* **Exercise instructions**
Reproduce the items below, replacing each "sunflower" with "daisy" and leaving all other text unchanged.

* **Data extract**
START

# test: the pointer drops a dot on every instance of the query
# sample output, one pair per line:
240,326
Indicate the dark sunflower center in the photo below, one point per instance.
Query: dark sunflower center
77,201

END

* **Correct answer**
# test: the pointer drops a dot on every instance of the query
# sample output, one pair per line:
240,326
Indicate the dark daisy center in the photo below, one point per instance.
Query: dark daisy center
77,201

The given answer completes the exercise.